-------- INPUT DATA
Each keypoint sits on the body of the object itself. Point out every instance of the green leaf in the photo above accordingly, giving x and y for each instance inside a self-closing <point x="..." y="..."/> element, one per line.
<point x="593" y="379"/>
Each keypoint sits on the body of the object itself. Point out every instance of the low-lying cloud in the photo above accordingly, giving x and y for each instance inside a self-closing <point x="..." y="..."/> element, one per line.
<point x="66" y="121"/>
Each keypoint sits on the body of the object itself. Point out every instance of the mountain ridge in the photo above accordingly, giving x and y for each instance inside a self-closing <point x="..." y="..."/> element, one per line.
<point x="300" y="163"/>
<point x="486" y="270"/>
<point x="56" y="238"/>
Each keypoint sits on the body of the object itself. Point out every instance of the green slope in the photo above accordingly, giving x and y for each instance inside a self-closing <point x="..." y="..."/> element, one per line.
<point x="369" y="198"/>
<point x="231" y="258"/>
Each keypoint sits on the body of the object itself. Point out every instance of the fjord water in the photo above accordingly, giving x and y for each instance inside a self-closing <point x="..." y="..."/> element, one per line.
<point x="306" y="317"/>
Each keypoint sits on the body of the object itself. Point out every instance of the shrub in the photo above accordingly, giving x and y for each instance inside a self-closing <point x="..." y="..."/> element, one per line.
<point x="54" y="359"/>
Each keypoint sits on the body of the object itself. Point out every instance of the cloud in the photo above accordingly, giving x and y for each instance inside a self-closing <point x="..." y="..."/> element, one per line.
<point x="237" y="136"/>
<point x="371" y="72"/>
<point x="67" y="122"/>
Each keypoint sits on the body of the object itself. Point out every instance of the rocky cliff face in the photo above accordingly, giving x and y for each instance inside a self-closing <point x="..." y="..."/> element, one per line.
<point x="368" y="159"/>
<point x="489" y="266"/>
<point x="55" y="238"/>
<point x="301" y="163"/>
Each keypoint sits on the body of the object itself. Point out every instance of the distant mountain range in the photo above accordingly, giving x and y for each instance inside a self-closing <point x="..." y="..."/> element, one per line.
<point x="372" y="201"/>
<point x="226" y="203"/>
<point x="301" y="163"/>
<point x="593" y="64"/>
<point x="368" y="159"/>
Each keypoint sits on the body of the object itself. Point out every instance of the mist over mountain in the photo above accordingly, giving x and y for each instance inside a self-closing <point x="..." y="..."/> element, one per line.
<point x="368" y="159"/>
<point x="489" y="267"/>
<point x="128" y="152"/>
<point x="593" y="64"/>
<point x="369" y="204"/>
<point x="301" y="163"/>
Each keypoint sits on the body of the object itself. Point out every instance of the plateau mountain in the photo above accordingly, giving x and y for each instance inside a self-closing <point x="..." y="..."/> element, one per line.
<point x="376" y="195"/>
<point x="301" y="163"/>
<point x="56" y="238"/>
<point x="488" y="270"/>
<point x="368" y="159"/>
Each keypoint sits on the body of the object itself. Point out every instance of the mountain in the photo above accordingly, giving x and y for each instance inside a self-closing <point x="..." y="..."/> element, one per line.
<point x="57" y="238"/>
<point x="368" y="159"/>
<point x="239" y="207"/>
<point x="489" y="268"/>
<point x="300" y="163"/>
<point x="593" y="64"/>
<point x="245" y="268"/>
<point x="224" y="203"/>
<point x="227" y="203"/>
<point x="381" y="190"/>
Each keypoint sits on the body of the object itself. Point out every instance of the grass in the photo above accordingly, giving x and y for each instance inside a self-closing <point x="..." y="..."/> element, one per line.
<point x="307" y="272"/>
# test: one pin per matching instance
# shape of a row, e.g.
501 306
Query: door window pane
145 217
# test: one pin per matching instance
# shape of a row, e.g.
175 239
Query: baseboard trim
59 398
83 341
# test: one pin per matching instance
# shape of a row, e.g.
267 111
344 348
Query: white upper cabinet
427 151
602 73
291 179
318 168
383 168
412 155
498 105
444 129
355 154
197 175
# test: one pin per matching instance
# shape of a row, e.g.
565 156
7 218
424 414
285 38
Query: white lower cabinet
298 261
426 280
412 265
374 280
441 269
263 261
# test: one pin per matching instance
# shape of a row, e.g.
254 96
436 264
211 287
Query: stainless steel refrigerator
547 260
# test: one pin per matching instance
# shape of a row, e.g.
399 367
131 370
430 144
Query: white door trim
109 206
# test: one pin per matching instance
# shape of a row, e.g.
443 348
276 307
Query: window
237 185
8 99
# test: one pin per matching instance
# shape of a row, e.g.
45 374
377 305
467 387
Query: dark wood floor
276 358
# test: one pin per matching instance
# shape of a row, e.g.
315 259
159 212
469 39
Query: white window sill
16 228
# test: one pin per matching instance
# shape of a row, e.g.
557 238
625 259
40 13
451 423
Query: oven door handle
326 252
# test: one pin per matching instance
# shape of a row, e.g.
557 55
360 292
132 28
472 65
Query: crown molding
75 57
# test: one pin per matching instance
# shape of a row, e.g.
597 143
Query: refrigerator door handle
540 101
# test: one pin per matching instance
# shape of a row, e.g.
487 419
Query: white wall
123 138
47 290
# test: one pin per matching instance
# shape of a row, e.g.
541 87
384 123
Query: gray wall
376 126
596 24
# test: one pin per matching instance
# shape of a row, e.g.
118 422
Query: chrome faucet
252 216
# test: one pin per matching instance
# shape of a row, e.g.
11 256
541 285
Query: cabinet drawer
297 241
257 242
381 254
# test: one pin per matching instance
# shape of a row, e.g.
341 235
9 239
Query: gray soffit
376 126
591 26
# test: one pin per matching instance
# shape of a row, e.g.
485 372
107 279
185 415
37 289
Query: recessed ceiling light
----------------
## TASK TO CARRY OUT
Please copy out the data above exactly.

## ANSWER AREA
Each keypoint sits on the body of the object itself. Point out every instance of the green leaf in the photo above accordingly, giving x and y for each instance inside a self-closing <point x="..." y="..."/> element, one per line.
<point x="593" y="379"/>
Each keypoint sits on the body of the object itself. Point out every instance of the low-lying cloud in the photo above accordingly, giving x and y for each instance inside a self-closing <point x="..." y="..."/> element, one per line.
<point x="66" y="121"/>
Each keypoint sits on the body of the object itself. Point out every instance of the mountain ridge in the photo above accordingly, giving x and y for each instance inside a self-closing <point x="..." y="..."/> element, one per line.
<point x="300" y="163"/>
<point x="486" y="270"/>
<point x="56" y="238"/>
Each keypoint sits on the body of the object itself. Point out every instance of the green slope in the photo above accordingly, giving x and y for each instance inside a self-closing <point x="..." y="..."/> element, one per line.
<point x="369" y="198"/>
<point x="231" y="258"/>
Each keypoint sits on the body of the object itself. Point out every instance of the fjord water in the photo above accordingly, giving x and y for each instance inside a self-closing <point x="..." y="..."/> element, one per line.
<point x="306" y="317"/>
Each keypoint sits on the body of the object itself. Point out every instance of the shrub in the photo above accordingly, giving x and y for each instance inside a self-closing <point x="..." y="..."/> element, one per line.
<point x="54" y="359"/>
Each keypoint sits on the body of the object itself. Point out every instance of the cloud in the photo above accordingly, giving x and y for each instance inside a self-closing <point x="..." y="..."/> element, one per line.
<point x="237" y="136"/>
<point x="371" y="72"/>
<point x="67" y="122"/>
Each keypoint sits on the body of the object itself. Point out every instance of the rocky cliff face in the photo above accordingly, giving x and y for each instance inside a self-closing <point x="..." y="..."/> element, one per line.
<point x="368" y="159"/>
<point x="489" y="266"/>
<point x="55" y="238"/>
<point x="301" y="163"/>
Each keypoint sits on the body of the object itself. Point out every instance of the distant mountain range in the photo above accordingly, giving x and y for each instance inside a self-closing <point x="..." y="..."/> element, one per line.
<point x="372" y="201"/>
<point x="226" y="203"/>
<point x="301" y="163"/>
<point x="593" y="64"/>
<point x="368" y="159"/>
Each keypoint sits on the body of the object itself. Point out every instance of the mist over mountain in the photo above accordingly, giving x and y for each instance inside a self-closing <point x="..." y="..."/> element, one per line.
<point x="368" y="159"/>
<point x="489" y="267"/>
<point x="128" y="152"/>
<point x="593" y="64"/>
<point x="369" y="204"/>
<point x="301" y="163"/>
Each keypoint sits on the body of the object itself. Point out every instance of the plateau mountain in the photo above accordingly, giving x and y for each instance inside a self-closing <point x="..." y="..."/> element, one per line.
<point x="376" y="195"/>
<point x="301" y="163"/>
<point x="56" y="238"/>
<point x="488" y="270"/>
<point x="368" y="159"/>
Each keypoint sits on the body of the object itself. Point out every instance of the mountain in the photo above accordingly, giving x and y for each instance inside a self-closing <point x="..." y="..."/> element, one per line.
<point x="57" y="238"/>
<point x="368" y="159"/>
<point x="239" y="207"/>
<point x="489" y="268"/>
<point x="300" y="163"/>
<point x="593" y="64"/>
<point x="245" y="268"/>
<point x="224" y="203"/>
<point x="227" y="203"/>
<point x="381" y="190"/>
Each keypoint sits on the body of the object itself. Point out every instance of the grass in the photo above accordingly, giving x and y for each instance inside a self-closing <point x="..." y="..."/> element, one per line.
<point x="307" y="272"/>
# test: one pin per matching instance
# shape of a row, e.g.
501 306
Query: door window pane
145 217
# test: one pin per matching instance
# shape of a row, e.g.
175 239
Query: baseboard trim
59 398
83 341
# test: one pin per matching instance
# shape of a row, e.g.
267 111
344 348
Query: white upper cabinet
427 151
602 73
291 179
318 168
383 168
412 155
498 105
444 129
355 154
197 175
# test: one pin per matching instance
# shape of a row, e.g.
565 156
7 218
424 414
285 38
Query: white lower cabinet
298 261
426 280
412 265
374 280
441 269
263 261
# test: one pin per matching instance
# shape of a row, e.g.
254 96
436 264
211 287
Query: stainless steel refrigerator
547 260
# test: one pin per matching instance
# shape of a row, e.g.
399 367
131 370
430 144
Query: white door trim
109 206
# test: one pin per matching instance
# shape of a row, e.g.
443 348
276 307
Query: window
237 185
8 99
# test: one pin per matching instance
# shape of a row, e.g.
45 374
377 305
467 387
Query: dark wood floor
276 358
# test: one pin per matching instance
# shape of a row, e.g.
315 259
159 212
469 39
Query: white window sill
16 228
# test: one pin per matching instance
# shape of a row, e.g.
557 238
625 259
40 13
451 423
Query: oven door handle
326 252
# test: one pin per matching instance
# shape of a row, e.g.
557 55
360 292
132 28
472 65
Query: crown molding
75 57
# test: one pin per matching instance
# shape of a row, e.g.
597 143
Query: refrigerator door handle
540 101
# test: one pin per matching instance
# shape of a row, e.g.
487 419
Query: white wall
123 138
47 290
# test: one pin per matching instance
# shape of a row, e.g.
541 87
384 123
Query: gray wall
376 126
596 24
# test: one pin per matching instance
# shape of a row, e.g.
118 422
Query: chrome faucet
252 216
# test: one pin per matching instance
# shape of a row, e.g.
11 256
541 285
Query: cabinet drawer
297 241
257 242
381 254
# test: one pin per matching instance
# shape of a row, e.g.
341 235
9 239
Query: gray soffit
376 126
591 26
# test: one pin per matching instance
# shape of a row, e.g.
485 372
107 279
185 415
37 289
Query: recessed ceiling light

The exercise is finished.